# Stated exercise
Please retype the records word for word from the line containing "Outline every instance of the tail feather." through the end of the records, including both ends.

# Listed entries

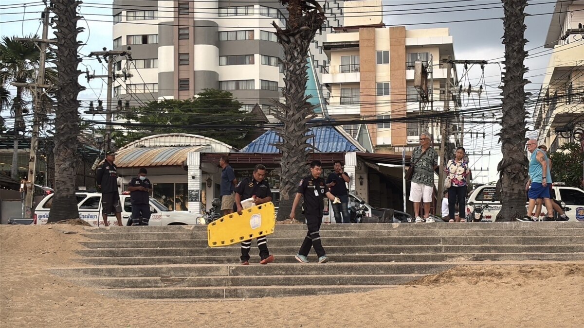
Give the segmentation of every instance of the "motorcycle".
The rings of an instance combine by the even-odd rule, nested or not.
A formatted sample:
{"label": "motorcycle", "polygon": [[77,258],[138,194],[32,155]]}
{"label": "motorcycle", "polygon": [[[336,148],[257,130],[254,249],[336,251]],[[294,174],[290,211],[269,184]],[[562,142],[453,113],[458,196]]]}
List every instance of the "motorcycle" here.
{"label": "motorcycle", "polygon": [[365,202],[361,201],[357,207],[351,206],[349,208],[349,222],[350,223],[360,223],[361,219],[366,214],[366,212],[369,210],[365,206]]}
{"label": "motorcycle", "polygon": [[197,224],[209,224],[221,217],[221,200],[213,198],[211,205],[211,208],[205,211],[205,214],[202,217],[197,218]]}

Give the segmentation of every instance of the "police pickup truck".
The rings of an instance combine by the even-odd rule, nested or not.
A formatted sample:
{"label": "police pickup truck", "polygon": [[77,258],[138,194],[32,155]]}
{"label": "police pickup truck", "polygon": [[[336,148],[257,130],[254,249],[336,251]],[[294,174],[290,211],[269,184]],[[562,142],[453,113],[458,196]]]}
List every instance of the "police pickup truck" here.
{"label": "police pickup truck", "polygon": [[[559,183],[554,183],[552,188],[555,192],[555,199],[565,204],[566,215],[569,218],[569,221],[584,221],[584,191]],[[471,213],[475,206],[481,206],[484,208],[482,221],[495,221],[501,210],[501,202],[495,191],[495,186],[485,185],[471,191],[467,201],[467,214]],[[546,212],[545,207],[542,207],[540,218],[545,215]]]}
{"label": "police pickup truck", "polygon": [[[44,224],[48,219],[48,212],[53,204],[54,194],[43,198],[34,210],[34,224]],[[103,224],[102,218],[102,194],[99,193],[77,192],[77,206],[79,207],[79,218],[87,221],[91,225]],[[130,195],[120,195],[121,201],[121,222],[124,225],[129,225],[128,220],[132,215],[132,204]],[[152,215],[148,225],[173,225],[197,224],[197,215],[194,213],[185,211],[170,211],[158,201],[150,197],[150,210]],[[110,225],[117,225],[117,220],[113,214],[107,217]]]}

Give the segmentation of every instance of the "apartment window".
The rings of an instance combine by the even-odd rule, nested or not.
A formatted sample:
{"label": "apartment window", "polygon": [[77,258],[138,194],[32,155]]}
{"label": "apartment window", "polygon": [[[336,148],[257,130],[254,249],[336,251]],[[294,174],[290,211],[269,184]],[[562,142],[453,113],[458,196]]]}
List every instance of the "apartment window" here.
{"label": "apartment window", "polygon": [[188,40],[189,27],[179,29],[179,40]]}
{"label": "apartment window", "polygon": [[255,89],[253,80],[235,80],[219,81],[221,90],[253,90]]}
{"label": "apartment window", "polygon": [[179,79],[179,90],[182,91],[185,90],[189,90],[189,79]]}
{"label": "apartment window", "polygon": [[416,90],[416,87],[408,85],[407,88],[406,98],[408,102],[418,102],[420,100],[420,95]]}
{"label": "apartment window", "polygon": [[421,132],[420,123],[418,122],[408,122],[408,136],[418,137]]}
{"label": "apartment window", "polygon": [[189,15],[188,2],[179,2],[179,15]]}
{"label": "apartment window", "polygon": [[179,54],[179,65],[189,65],[189,54]]}
{"label": "apartment window", "polygon": [[[378,120],[388,120],[390,118],[389,115],[380,115],[377,116]],[[383,122],[381,123],[377,123],[378,129],[384,129],[390,128],[390,122]]]}
{"label": "apartment window", "polygon": [[150,92],[158,92],[158,83],[148,83],[143,84],[128,84],[126,85],[127,92],[134,93],[145,93]]}
{"label": "apartment window", "polygon": [[126,19],[128,20],[145,20],[147,19],[156,19],[158,18],[157,11],[137,11],[126,12]]}
{"label": "apartment window", "polygon": [[252,65],[253,63],[253,55],[238,55],[235,56],[220,56],[219,65]]}
{"label": "apartment window", "polygon": [[356,73],[359,71],[359,56],[340,56],[340,73]]}
{"label": "apartment window", "polygon": [[278,90],[278,82],[277,82],[269,81],[267,80],[260,80],[259,82],[259,87],[262,90]]}
{"label": "apartment window", "polygon": [[340,104],[358,104],[359,100],[359,88],[347,88],[340,89]]}
{"label": "apartment window", "polygon": [[253,30],[219,32],[219,41],[253,40]]}
{"label": "apartment window", "polygon": [[378,64],[390,63],[390,51],[388,50],[377,51],[376,55]]}
{"label": "apartment window", "polygon": [[253,15],[253,6],[239,6],[237,7],[221,7],[219,17]]}
{"label": "apartment window", "polygon": [[157,59],[135,59],[134,65],[136,68],[157,68],[158,60]]}
{"label": "apartment window", "polygon": [[152,44],[158,43],[158,34],[128,35],[127,44]]}
{"label": "apartment window", "polygon": [[268,32],[267,31],[260,31],[259,38],[264,41],[270,41],[272,42],[277,42],[278,39],[276,37],[276,33]]}
{"label": "apartment window", "polygon": [[265,56],[262,55],[262,65],[269,65],[270,66],[277,66],[278,65],[278,57],[273,57],[272,56]]}
{"label": "apartment window", "polygon": [[377,95],[390,95],[390,82],[380,82],[377,83]]}
{"label": "apartment window", "polygon": [[408,54],[408,61],[406,62],[406,68],[408,69],[413,69],[415,62],[422,61],[424,65],[427,65],[430,60],[430,54],[428,53],[412,53]]}

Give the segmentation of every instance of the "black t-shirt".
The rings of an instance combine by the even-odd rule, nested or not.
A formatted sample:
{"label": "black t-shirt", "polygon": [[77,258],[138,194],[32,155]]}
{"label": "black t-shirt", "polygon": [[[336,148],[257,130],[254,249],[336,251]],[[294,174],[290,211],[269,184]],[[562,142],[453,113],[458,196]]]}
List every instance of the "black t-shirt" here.
{"label": "black t-shirt", "polygon": [[[255,196],[259,198],[265,198],[272,196],[270,184],[265,180],[260,182],[256,181],[253,177],[244,178],[235,186],[235,193],[239,194],[241,200]],[[237,204],[234,203],[233,210],[237,211]]]}
{"label": "black t-shirt", "polygon": [[311,175],[300,180],[297,192],[302,194],[304,197],[304,205],[306,206],[305,214],[322,214],[322,210],[325,207],[322,198],[326,197],[325,194],[329,192],[325,179],[322,177],[315,178]]}
{"label": "black t-shirt", "polygon": [[[148,189],[152,189],[152,184],[150,180],[146,178],[144,180],[137,177],[132,178],[128,183],[128,187],[144,187]],[[132,204],[149,204],[150,196],[148,191],[142,191],[141,190],[134,190],[130,193],[130,201]]]}
{"label": "black t-shirt", "polygon": [[349,175],[346,172],[342,173],[333,172],[329,175],[328,179],[326,179],[326,183],[331,183],[333,181],[336,183],[336,184],[331,187],[331,193],[335,195],[335,197],[344,196],[349,194],[349,191],[347,190],[347,184],[345,182],[345,180],[343,180],[342,175],[349,176]]}

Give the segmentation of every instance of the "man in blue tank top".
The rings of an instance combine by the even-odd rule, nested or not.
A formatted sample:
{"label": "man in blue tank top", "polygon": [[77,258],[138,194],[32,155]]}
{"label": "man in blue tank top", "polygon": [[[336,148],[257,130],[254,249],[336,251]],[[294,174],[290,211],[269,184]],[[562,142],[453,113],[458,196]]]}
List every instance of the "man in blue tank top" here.
{"label": "man in blue tank top", "polygon": [[547,209],[547,215],[553,220],[554,210],[550,197],[550,187],[548,186],[548,184],[551,184],[552,181],[551,175],[547,167],[547,155],[541,149],[537,148],[537,140],[530,139],[526,145],[527,151],[531,153],[529,160],[529,181],[525,186],[529,198],[529,206],[527,207],[527,215],[519,221],[538,220],[537,218],[531,217],[537,198],[544,200],[544,204]]}

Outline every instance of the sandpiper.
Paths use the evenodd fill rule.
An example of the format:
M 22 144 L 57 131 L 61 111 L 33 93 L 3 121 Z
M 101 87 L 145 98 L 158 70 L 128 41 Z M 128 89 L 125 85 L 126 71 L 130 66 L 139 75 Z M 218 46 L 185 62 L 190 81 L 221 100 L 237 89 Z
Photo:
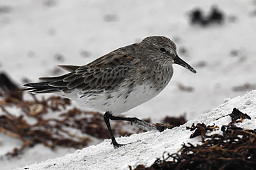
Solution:
M 42 77 L 40 83 L 24 86 L 35 94 L 55 93 L 80 104 L 104 111 L 104 119 L 112 144 L 118 144 L 109 120 L 130 121 L 147 130 L 151 124 L 137 118 L 118 117 L 158 94 L 173 75 L 172 64 L 193 73 L 196 70 L 177 55 L 175 43 L 162 36 L 144 39 L 140 43 L 118 48 L 82 66 L 59 65 L 68 73 L 56 77 Z

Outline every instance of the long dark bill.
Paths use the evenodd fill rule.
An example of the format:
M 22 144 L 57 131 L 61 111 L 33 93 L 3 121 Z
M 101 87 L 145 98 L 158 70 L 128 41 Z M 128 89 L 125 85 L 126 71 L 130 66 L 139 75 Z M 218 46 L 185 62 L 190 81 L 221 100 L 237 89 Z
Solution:
M 174 63 L 175 64 L 179 64 L 186 69 L 190 70 L 193 73 L 196 73 L 196 71 L 191 67 L 189 64 L 188 64 L 186 62 L 185 62 L 183 60 L 182 60 L 181 58 L 179 57 L 179 56 L 176 56 L 175 58 L 174 59 Z

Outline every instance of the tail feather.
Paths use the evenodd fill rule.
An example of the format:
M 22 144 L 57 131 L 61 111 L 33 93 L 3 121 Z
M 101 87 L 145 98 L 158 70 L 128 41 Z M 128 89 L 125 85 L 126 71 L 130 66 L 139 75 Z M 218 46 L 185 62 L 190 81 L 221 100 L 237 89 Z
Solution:
M 23 91 L 28 91 L 30 93 L 42 94 L 42 93 L 53 93 L 64 91 L 66 87 L 53 87 L 49 85 L 51 82 L 40 82 L 30 83 L 24 85 L 27 87 L 32 87 L 23 89 Z

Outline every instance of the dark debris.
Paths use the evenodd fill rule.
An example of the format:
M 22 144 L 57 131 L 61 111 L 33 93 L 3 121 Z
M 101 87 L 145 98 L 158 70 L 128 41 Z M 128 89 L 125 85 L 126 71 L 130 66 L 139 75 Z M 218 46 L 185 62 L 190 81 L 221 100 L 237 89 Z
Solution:
M 204 16 L 201 9 L 195 9 L 190 13 L 190 23 L 201 26 L 208 26 L 210 24 L 222 24 L 224 14 L 217 7 L 212 7 L 210 14 Z
M 201 135 L 202 141 L 204 142 L 205 138 L 207 137 L 205 133 L 207 131 L 212 131 L 214 129 L 219 128 L 217 126 L 206 126 L 204 123 L 197 123 L 195 126 L 193 123 L 191 127 L 187 127 L 187 129 L 190 129 L 190 131 L 194 131 L 193 134 L 190 135 L 190 138 L 193 138 L 197 136 Z
M 134 169 L 255 169 L 256 130 L 230 131 L 226 137 L 213 134 L 201 145 L 183 145 L 179 154 L 164 153 L 150 167 L 140 164 Z

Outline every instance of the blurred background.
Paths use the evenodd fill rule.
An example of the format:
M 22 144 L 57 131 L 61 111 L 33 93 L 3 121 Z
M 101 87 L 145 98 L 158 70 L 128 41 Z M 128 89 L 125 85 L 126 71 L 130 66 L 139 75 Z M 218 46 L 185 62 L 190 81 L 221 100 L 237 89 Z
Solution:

# Correct output
Outline every instance of the tail feather.
Paths use the evenodd fill rule.
An example of the format:
M 22 144 L 57 131 L 61 111 L 33 93 L 3 121 Z
M 101 87 L 145 98 L 158 70 L 128 41 Z M 128 89 L 125 85 L 126 71 L 130 66 L 139 75 Z M 218 46 L 185 62 L 190 81 L 221 100 L 237 89 Z
Solution:
M 23 91 L 28 91 L 30 93 L 42 94 L 42 93 L 53 93 L 64 91 L 66 87 L 53 87 L 49 85 L 51 82 L 40 82 L 30 83 L 24 85 L 27 87 L 32 87 L 23 89 Z

Outline every instance of the dark debris.
Paths use the evenodd fill rule.
An example of the format:
M 22 144 L 57 131 L 61 111 L 33 93 L 3 121 Z
M 101 87 L 145 98 L 158 70 L 128 41 Z M 128 89 L 125 85 L 126 71 L 130 66 L 139 75 Z M 218 46 L 185 62 L 190 81 L 221 100 L 237 89 Z
Solution:
M 204 16 L 201 9 L 195 9 L 190 13 L 190 23 L 201 26 L 208 26 L 210 24 L 222 24 L 224 14 L 217 7 L 212 7 L 210 14 Z
M 201 135 L 202 141 L 204 142 L 205 138 L 207 137 L 205 133 L 207 131 L 212 131 L 214 129 L 219 128 L 217 126 L 206 126 L 204 123 L 197 123 L 195 126 L 193 123 L 191 127 L 187 127 L 187 129 L 190 129 L 190 131 L 194 131 L 193 134 L 190 135 L 190 138 L 193 138 L 197 136 Z
M 134 169 L 255 169 L 256 130 L 230 131 L 226 137 L 213 134 L 201 145 L 183 145 L 179 154 L 164 153 L 150 167 L 140 164 Z

Outline every instance of the blurred background.
Paths use the evenodd fill rule.
An example of the format:
M 22 144 L 57 131 L 61 111 L 33 93 L 3 121 Z
M 101 87 L 145 98 L 158 70 L 128 41 Z M 128 89 L 125 85 L 126 71 L 130 66 L 139 75 Z M 218 46 L 185 62 L 190 81 L 221 100 L 237 89 Z
Solution:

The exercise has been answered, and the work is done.